[[ Data for this exercise, beginning ]]
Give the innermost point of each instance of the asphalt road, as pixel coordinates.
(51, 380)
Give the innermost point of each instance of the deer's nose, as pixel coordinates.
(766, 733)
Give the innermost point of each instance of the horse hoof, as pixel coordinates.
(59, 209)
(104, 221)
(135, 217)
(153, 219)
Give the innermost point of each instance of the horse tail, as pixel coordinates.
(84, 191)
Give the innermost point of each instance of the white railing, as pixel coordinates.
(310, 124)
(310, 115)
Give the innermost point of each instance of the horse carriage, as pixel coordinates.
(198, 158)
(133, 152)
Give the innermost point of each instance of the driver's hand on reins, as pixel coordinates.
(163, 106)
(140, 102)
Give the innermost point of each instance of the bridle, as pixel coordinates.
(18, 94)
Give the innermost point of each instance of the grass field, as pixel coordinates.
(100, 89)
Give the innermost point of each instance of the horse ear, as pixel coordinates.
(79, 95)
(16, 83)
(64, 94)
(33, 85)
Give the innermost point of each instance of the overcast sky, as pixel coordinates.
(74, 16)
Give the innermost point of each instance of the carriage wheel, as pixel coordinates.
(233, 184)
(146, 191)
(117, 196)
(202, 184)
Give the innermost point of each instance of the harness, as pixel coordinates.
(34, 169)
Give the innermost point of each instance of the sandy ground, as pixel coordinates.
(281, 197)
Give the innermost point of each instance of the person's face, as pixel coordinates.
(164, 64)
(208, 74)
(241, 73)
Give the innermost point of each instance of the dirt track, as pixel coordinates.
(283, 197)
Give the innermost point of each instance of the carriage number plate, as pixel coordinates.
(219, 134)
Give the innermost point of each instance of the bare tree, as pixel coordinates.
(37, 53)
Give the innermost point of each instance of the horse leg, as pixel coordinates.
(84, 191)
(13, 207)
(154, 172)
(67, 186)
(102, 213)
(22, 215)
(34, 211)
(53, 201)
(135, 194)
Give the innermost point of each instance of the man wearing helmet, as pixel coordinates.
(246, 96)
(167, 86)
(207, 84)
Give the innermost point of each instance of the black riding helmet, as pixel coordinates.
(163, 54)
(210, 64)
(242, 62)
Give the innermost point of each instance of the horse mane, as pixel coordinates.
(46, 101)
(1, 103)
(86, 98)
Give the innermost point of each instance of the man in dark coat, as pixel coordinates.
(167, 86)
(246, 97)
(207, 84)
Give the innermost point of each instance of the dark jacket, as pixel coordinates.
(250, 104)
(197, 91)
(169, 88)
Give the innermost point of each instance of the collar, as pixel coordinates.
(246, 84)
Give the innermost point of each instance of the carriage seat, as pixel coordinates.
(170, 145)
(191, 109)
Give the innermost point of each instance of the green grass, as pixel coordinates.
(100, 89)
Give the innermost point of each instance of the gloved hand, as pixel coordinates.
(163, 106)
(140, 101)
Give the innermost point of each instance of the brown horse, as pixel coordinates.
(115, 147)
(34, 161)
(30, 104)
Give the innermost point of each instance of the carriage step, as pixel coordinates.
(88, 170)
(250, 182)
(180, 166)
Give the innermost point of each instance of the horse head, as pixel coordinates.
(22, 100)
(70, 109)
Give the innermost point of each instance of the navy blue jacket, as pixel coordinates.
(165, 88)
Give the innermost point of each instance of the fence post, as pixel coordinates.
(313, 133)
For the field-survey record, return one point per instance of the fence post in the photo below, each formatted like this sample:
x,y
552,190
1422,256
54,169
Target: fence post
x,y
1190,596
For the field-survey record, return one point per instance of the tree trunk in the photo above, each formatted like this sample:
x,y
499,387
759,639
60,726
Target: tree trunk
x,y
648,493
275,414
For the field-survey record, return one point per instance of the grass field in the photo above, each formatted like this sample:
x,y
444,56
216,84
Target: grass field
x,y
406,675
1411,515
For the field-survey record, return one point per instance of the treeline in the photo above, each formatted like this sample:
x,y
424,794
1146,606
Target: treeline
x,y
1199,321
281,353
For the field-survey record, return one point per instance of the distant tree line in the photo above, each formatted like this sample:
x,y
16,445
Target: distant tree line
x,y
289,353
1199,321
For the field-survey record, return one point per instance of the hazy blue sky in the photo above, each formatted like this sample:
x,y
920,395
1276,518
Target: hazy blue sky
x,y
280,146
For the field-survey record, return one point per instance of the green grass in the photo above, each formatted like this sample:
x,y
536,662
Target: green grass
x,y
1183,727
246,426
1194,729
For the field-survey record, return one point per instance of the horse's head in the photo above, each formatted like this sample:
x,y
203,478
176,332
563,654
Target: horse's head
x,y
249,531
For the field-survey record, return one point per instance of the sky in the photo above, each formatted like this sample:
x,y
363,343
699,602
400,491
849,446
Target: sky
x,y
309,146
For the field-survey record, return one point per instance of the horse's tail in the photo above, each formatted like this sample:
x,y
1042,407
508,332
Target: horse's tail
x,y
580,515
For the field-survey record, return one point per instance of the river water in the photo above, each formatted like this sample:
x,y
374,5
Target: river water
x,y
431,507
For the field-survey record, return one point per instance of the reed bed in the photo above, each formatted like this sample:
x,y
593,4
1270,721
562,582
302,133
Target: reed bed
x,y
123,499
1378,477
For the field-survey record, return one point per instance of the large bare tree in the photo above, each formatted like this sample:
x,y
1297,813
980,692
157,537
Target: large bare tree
[[ Data for this exercise, end ]]
**Task to complete**
Transcribe each entry verbatim, leaving none out.

**Result of the task**
Give the innermost point of each instance of the asphalt road, as pixel coordinates.
(51, 380)
Give the innermost point of each instance of the deer's nose, as pixel coordinates.
(766, 733)
Give the innermost point of each instance of the horse hoof, as pixel coordinates.
(59, 209)
(104, 221)
(135, 217)
(153, 219)
Give the innermost point of each instance of the horse tail, as pixel coordinates.
(84, 191)
Give the innermost point of each instance of the white railing, as pixel coordinates.
(310, 124)
(310, 115)
Give the innermost point of each instance of the horse carriage, as pixel coordinates.
(198, 158)
(133, 152)
Give the innermost point of each instance of the driver's hand on reins, as pixel coordinates.
(163, 106)
(140, 102)
Give the innermost point of each instance of the bridle, as pixel coordinates.
(18, 94)
Give the innermost point of each instance of the grass field, as pixel coordinates.
(100, 89)
Give the innermost point of each instance of the horse ear, as pixel coordinates.
(79, 95)
(16, 83)
(64, 94)
(33, 85)
Give the innermost point of each instance of the overcast sky, as pixel coordinates.
(74, 16)
Give the innermost point of each instance of the carriage wheel, as pixel coordinates.
(233, 184)
(146, 191)
(117, 196)
(202, 184)
Give the innermost point of each instance of the harness, as pixel coordinates.
(34, 169)
Give the innermost point of each instance of the sandy ground, as pixel coordinates.
(281, 197)
Give the innermost point of each instance of the person's face, as pixel coordinates.
(164, 64)
(208, 74)
(241, 73)
Give the innermost point of each instance of the dirt track, as pixel coordinates.
(283, 197)
Give the innermost point of each instance of the carriage number plate, as pixel coordinates.
(219, 134)
Give the innermost point of each instance of the bare tree, as pixel coordinates.
(37, 53)
Give the innermost point of each instance of the horse leg, as pixel coordinates.
(84, 191)
(13, 207)
(154, 172)
(67, 186)
(102, 213)
(22, 215)
(34, 211)
(53, 201)
(135, 194)
Give the innermost point of each instance of the man wearing helmet, as pixel coordinates.
(246, 96)
(167, 86)
(207, 84)
Give the innermost point of each instance of the black riding helmet, as pixel coordinates.
(163, 54)
(210, 64)
(242, 62)
Give the innermost point of each instance of the horse mane, as pixel coordinates.
(46, 101)
(1, 103)
(86, 98)
Give the innermost point of each instance of the man in dark coat, as pixel coordinates.
(167, 86)
(246, 97)
(207, 84)
Give the innermost point of each instance of the dark jacket, as pixel coordinates.
(250, 104)
(197, 91)
(169, 88)
Give the innermost point of each instance of the collar, as pixel coordinates.
(246, 84)
Give the innermost point of each instance of the carriage seat, as pixel coordinates.
(170, 145)
(191, 109)
Give the innermost point of each instance of the green grass, as pixel coordinates.
(100, 89)
Give the innermost point of each instance of the gloved hand, as pixel coordinates.
(163, 106)
(140, 101)
Give the innermost point of each instance of the brown horse, as pixel coordinates.
(115, 147)
(34, 161)
(30, 104)
Give the innermost point of each instance of the carriage step, as pixel coordinates.
(88, 170)
(250, 182)
(180, 166)
Give the innermost point of each instance of the horse head, as pixel coordinates.
(22, 100)
(70, 109)
Give the innermost point of each instance of the navy blue jacket, as pixel coordinates.
(165, 88)
Give the innermost point of each instance of the fence post, as pixel coordinates.
(313, 133)
For the field-survey record, return one point per instance of the fence post in the photo below, each formatted like this sample:
x,y
552,190
1422,256
54,169
Target: fence post
x,y
1190,596
For the field-survey record, return one point per instance of the tree trunk in the photo above, each formatted like this sample:
x,y
499,387
759,639
60,726
Target: tree trunk
x,y
648,493
275,414
For the field-survey record, return one point per instance of the grass field in the photo above, each formatted like this sample:
x,y
444,56
216,84
Target: grass field
x,y
406,675
1411,515
For the field-survey record, return one point per instance of the treeline in the photo above, each formatted like this sample:
x,y
424,794
1146,606
Target: treeline
x,y
1199,321
281,353
For the field-survey record, return one point per instance of the distant tree line in the photo above, each formatted like this sample:
x,y
16,445
Target: distant tree line
x,y
289,353
1199,321
For the field-survey record, return one point per instance of the hazy blue sky in the photo above, each formatted like this sample:
x,y
920,395
1276,518
Target: hazy blue sky
x,y
280,146
For the field-survey record, return one point per instance of the green grass in the photo above, each formatted like this sample:
x,y
536,662
Target: green grass
x,y
1183,727
246,426
1194,729
For the field-survey record, return one point per instance of the horse's head in the photo above, each formatted like this sample:
x,y
203,478
176,332
563,654
Target: horse's head
x,y
249,531
For the field-survey record, return one point per instance of the sky in the photo above, each formatted like this sample:
x,y
363,343
699,602
400,491
849,446
Target: sky
x,y
309,146
For the field-survey record, return one point per instance of the horse's tail in the photo above, each formatted like this sample:
x,y
1042,407
508,332
Target: horse's tail
x,y
580,515
For the field-survey record, return one point per instance of the river water in the photo above, each formatted like this sample:
x,y
374,5
Target: river water
x,y
431,507
For the field-survey record, return one point per instance of the reed bed in the photo above, each formatted like this sample:
x,y
593,4
1270,721
562,582
302,133
Target: reed bed
x,y
123,499
1378,477
For the field-survey record, return one point per instance of the large bare tree in the photo above, each formatted like this sample:
x,y
1297,813
980,692
157,537
Target: large bare tree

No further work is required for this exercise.